== Record excerpts ==

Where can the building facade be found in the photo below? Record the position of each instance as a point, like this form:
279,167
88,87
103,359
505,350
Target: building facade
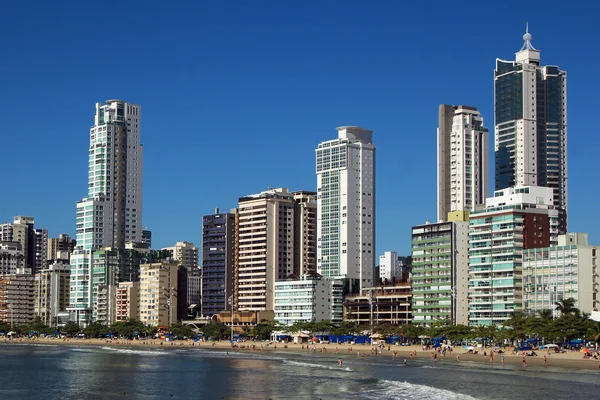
52,289
111,213
17,302
128,301
346,208
266,246
514,220
219,245
531,125
310,299
186,254
568,270
440,273
380,305
463,171
159,293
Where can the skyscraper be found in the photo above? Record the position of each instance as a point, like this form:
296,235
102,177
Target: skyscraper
463,170
531,125
346,208
111,214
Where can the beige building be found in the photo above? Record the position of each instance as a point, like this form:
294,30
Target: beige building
128,301
51,292
158,293
186,254
17,299
269,244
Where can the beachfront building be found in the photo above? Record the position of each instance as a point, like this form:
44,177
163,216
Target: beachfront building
462,160
51,290
219,243
111,213
346,208
127,301
531,126
12,259
380,305
514,220
34,241
567,270
159,293
309,299
17,302
440,271
267,246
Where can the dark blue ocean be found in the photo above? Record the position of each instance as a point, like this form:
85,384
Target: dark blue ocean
68,372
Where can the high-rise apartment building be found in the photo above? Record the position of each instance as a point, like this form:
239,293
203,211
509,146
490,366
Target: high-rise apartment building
218,261
514,220
34,242
267,246
52,292
531,125
159,293
63,244
186,254
111,213
346,208
463,170
567,270
440,272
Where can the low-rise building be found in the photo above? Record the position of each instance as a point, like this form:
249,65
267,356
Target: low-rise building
17,301
568,270
385,305
128,301
310,299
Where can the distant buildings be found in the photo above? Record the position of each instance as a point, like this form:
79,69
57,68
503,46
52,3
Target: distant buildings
531,126
346,208
219,245
310,299
463,171
514,220
567,270
440,272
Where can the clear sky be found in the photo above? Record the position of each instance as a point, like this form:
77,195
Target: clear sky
236,95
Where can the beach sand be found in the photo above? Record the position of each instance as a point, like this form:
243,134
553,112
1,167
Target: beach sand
571,359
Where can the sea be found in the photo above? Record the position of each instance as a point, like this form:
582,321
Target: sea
91,372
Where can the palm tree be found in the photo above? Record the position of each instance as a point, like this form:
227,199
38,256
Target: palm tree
567,306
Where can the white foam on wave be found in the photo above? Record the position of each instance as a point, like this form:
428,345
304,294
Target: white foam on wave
311,365
404,390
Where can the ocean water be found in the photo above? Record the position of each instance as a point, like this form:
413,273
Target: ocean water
68,372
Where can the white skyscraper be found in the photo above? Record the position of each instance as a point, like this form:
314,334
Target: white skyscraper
463,170
346,208
111,214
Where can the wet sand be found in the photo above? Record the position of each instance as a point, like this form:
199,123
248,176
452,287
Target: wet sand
571,359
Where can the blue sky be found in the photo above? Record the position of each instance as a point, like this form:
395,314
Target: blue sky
235,97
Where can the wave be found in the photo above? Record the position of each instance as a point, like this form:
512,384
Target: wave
311,365
405,390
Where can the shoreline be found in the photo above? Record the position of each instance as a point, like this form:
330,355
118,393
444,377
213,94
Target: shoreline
571,360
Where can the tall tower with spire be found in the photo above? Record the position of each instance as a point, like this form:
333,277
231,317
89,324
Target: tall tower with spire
530,107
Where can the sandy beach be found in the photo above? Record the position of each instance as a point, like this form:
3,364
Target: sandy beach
571,359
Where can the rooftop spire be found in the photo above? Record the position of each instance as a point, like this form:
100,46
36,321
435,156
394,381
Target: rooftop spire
527,38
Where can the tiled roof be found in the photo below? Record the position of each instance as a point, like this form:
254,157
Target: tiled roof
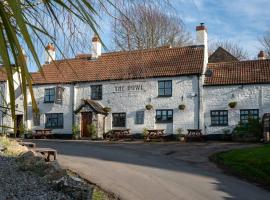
93,104
241,72
160,62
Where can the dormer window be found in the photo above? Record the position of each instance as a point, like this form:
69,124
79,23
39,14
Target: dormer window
49,96
96,92
165,88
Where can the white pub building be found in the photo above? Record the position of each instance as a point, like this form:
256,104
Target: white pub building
163,88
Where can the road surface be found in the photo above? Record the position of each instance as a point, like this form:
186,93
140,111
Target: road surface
139,174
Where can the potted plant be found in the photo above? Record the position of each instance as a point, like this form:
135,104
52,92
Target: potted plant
180,134
93,131
149,107
182,107
232,104
76,132
107,110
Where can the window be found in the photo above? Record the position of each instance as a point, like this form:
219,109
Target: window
139,117
96,92
119,119
219,118
164,116
54,120
36,119
248,113
49,96
165,88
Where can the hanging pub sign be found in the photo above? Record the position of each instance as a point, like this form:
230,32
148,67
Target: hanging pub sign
59,95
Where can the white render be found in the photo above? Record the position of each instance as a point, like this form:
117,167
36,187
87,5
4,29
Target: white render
131,101
256,96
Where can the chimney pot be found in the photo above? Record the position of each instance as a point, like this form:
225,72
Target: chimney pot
49,53
96,47
261,55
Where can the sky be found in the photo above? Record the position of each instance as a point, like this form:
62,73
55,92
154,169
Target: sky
241,21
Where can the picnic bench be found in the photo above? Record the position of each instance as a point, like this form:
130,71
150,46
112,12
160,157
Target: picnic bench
154,134
47,153
194,134
42,133
28,144
117,134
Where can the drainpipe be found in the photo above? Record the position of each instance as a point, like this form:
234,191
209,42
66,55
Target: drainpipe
199,103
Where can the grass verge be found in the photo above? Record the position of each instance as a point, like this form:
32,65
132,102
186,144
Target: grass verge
252,164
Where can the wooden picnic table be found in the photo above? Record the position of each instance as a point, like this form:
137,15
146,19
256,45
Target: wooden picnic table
194,134
117,134
28,144
42,133
47,152
154,134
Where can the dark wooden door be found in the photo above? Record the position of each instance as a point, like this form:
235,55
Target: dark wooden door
86,121
19,122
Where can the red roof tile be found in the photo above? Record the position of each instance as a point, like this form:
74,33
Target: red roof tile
160,62
241,72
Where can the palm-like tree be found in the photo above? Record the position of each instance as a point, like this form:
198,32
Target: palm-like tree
18,28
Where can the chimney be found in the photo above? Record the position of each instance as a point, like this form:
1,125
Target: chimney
261,55
202,39
96,47
49,53
25,56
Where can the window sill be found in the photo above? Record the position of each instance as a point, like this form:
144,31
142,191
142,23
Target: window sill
219,125
164,96
164,122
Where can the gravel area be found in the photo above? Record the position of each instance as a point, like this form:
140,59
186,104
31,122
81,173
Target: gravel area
24,185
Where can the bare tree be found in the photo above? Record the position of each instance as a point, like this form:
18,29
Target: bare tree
265,42
144,26
233,48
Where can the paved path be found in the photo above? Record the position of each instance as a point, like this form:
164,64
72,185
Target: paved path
133,172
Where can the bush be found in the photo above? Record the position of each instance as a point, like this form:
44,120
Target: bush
248,132
182,107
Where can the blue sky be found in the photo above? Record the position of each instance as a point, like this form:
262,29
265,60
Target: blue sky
242,21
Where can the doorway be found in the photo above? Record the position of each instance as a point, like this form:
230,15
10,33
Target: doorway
86,121
19,123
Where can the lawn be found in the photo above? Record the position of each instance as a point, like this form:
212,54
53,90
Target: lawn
250,163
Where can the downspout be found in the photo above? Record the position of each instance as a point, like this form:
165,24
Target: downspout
199,103
72,104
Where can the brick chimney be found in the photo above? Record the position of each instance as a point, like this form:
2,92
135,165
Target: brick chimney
49,53
96,47
202,39
261,55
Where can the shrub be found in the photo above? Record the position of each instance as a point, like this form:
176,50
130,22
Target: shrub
232,104
182,107
248,132
149,107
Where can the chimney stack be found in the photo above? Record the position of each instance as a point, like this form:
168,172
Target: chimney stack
202,39
96,47
49,53
262,55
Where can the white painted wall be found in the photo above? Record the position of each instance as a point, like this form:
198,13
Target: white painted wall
65,107
130,102
246,96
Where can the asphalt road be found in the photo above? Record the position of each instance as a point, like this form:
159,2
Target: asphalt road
136,173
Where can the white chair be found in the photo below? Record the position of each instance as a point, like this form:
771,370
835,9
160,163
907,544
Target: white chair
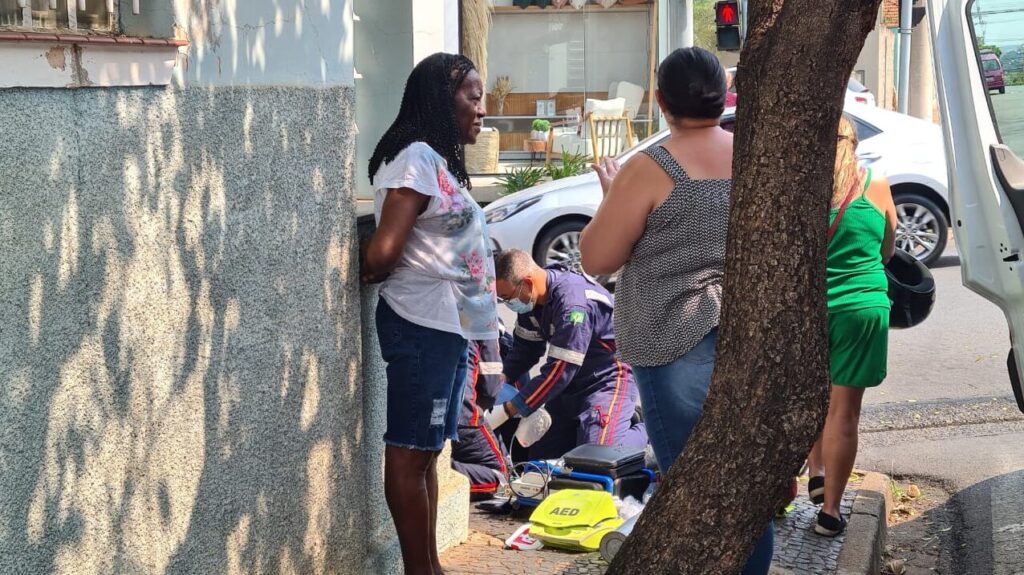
574,137
632,93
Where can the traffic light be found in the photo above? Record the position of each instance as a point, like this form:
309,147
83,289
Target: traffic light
727,23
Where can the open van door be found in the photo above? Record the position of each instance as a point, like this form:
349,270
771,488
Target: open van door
984,136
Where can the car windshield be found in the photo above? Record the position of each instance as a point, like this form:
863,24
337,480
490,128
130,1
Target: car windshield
855,86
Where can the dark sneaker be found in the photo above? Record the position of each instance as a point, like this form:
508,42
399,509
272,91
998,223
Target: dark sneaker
816,490
828,526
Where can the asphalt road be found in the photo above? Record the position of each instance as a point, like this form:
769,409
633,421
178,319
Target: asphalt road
1010,116
958,352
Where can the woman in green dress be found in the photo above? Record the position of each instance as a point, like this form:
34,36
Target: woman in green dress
861,242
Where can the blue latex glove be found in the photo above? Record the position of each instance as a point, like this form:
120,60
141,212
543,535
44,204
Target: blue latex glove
506,394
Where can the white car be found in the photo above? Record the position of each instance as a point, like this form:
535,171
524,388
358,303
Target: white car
855,91
546,220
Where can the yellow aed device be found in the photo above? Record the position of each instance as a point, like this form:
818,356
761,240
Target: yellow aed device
574,519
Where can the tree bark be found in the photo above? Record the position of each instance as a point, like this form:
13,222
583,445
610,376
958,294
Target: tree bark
769,391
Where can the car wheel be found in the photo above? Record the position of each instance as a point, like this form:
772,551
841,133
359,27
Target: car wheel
560,245
921,227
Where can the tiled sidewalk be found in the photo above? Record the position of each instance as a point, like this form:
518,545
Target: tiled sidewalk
797,547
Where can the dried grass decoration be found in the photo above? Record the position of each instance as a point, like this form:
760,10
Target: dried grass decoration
503,87
475,28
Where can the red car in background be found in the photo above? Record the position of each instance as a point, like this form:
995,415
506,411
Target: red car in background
993,72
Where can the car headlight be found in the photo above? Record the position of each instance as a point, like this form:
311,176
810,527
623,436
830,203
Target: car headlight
506,212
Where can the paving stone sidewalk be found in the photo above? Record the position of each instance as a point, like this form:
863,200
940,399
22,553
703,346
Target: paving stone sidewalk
798,549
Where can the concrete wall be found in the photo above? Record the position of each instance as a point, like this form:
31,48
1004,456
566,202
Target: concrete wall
180,351
876,64
184,386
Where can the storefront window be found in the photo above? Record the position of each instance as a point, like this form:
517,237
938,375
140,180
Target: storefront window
583,69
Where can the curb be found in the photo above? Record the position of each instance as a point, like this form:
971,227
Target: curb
865,538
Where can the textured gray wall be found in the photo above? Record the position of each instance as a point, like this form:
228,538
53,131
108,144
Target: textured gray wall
179,334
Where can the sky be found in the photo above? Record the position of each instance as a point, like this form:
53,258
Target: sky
1005,30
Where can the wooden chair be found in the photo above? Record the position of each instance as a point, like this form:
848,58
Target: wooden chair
609,135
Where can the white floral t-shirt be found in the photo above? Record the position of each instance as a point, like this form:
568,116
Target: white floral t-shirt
445,277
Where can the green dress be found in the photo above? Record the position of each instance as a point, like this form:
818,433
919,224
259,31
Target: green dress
858,300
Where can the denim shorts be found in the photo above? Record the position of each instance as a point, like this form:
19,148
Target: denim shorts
673,397
426,369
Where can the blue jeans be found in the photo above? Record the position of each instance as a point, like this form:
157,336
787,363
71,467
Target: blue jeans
426,369
673,397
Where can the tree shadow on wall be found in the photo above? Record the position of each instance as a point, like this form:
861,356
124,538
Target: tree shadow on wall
180,346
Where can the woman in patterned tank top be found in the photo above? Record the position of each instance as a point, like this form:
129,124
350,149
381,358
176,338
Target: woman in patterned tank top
664,221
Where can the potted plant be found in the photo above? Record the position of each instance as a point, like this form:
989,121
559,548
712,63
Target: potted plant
539,129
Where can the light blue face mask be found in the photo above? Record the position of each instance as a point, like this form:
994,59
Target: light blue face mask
519,307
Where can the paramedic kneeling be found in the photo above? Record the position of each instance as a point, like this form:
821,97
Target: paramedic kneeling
589,394
479,453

===

• _Written instruction_: Reproduce exactly the line that holds "Where can the curb", then every line after it, ending with the final line of the records above.

• _Exercise answer_:
Where can the curb be found in the photo above? Record the position of each instance as a point, like this form:
971,227
Target: curb
865,538
Where can the textured gray wall be found in the photo above? Record the position of each instance as a point, like this form:
228,538
53,131
108,144
Target: textured gray wall
179,334
Where can the sky be found in the photo above? Record the position of each instance as a point, like this form:
53,258
Target: sky
1005,30
Where can the wooden chair be found in the photo above? Record the position of each instance as a point, like this form:
848,58
Target: wooden chair
609,135
Where can the white floral t-shirt be found in the photo above? Record the position of each instance as a point, like this form:
568,116
Target: white floral t-shirt
445,277
Where can the green dress be found in the photo above? Record the position of each instance as a point, like this form:
818,433
919,224
259,31
Target: green dress
858,300
Where can the denim shorts be found in the photo above? Record the position of each instance as a point, like this form:
19,148
Target: denim shorts
673,397
426,369
Where can the blue jeans be found in the photo above? Record the position of each instance as a point, like this form:
157,336
787,363
71,467
Target: blue jeans
426,369
673,397
Where can the tree shadow on wall be found in the photo above? Record the position of each instance as a point, like this form:
861,356
124,538
Target: tree shadow on wall
180,346
Where can the woman in patterned tank top be found in the photo above? Record the position of each instance as a point, like this form:
129,124
350,149
381,358
176,338
Target: woman in patterned tank top
664,221
Where can the potted plant be found in the photo above? Record the position of each instance as a point, like this form:
989,121
559,548
712,63
Target: potted plant
539,129
Where can the light blue face mask be found in the photo above? Record the position of each instance as a point, like this form:
994,59
Target: light blue face mask
519,307
Where can the paramedic kneeling be found in the photo above? Record the position of each instance as a point, like this form:
821,97
Target: paramedic kneeling
589,394
479,453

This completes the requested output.